[Saved entries]
=-=-=-=-=
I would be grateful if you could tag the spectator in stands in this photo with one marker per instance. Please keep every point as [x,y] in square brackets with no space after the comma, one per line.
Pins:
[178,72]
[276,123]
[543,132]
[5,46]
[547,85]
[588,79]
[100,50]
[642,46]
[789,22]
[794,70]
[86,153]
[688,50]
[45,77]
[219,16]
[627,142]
=-=-=-=-=
| What you should do |
All the records are to be transcribed exactly, with no line missing.

| Output of the exercise |
I would be grateful if you could tag the spectator in stands in this photo with one marker per instance. Please keep every point as [x,y] in square brackets with no space after the comma, one per line.
Pins:
[178,72]
[276,123]
[543,132]
[5,46]
[547,85]
[588,79]
[100,50]
[642,46]
[789,22]
[794,70]
[86,153]
[688,50]
[45,77]
[219,16]
[627,142]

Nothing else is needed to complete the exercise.